WHAT THIS TASK INVOLVES:
Copy the listing below line for line, changing nothing.

[Point annotation listing]
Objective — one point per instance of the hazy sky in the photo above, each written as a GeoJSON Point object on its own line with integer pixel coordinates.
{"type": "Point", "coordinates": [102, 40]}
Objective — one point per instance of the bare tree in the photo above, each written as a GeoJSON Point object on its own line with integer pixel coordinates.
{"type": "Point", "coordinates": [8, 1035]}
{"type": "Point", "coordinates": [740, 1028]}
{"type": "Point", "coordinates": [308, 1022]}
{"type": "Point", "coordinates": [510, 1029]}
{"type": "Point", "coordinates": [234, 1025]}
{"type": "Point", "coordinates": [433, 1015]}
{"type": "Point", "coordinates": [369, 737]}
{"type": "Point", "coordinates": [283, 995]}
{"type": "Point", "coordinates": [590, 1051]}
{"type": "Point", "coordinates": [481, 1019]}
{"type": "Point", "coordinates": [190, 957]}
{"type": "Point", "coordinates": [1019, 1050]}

CORRECT RESULT:
Objective — one point per instance of the hazy sky in the photo above, each written as a GeoJSON Point object on its own line with integer pixel coordinates.
{"type": "Point", "coordinates": [102, 40]}
Objective — one point per instance of the bare tree in the photo above, each written as a GeoJSON Point object on its own line with integer pixel coordinates.
{"type": "Point", "coordinates": [8, 1035]}
{"type": "Point", "coordinates": [740, 1028]}
{"type": "Point", "coordinates": [308, 1022]}
{"type": "Point", "coordinates": [510, 1029]}
{"type": "Point", "coordinates": [234, 1025]}
{"type": "Point", "coordinates": [433, 1015]}
{"type": "Point", "coordinates": [369, 737]}
{"type": "Point", "coordinates": [283, 995]}
{"type": "Point", "coordinates": [590, 1051]}
{"type": "Point", "coordinates": [481, 1019]}
{"type": "Point", "coordinates": [190, 957]}
{"type": "Point", "coordinates": [1019, 1050]}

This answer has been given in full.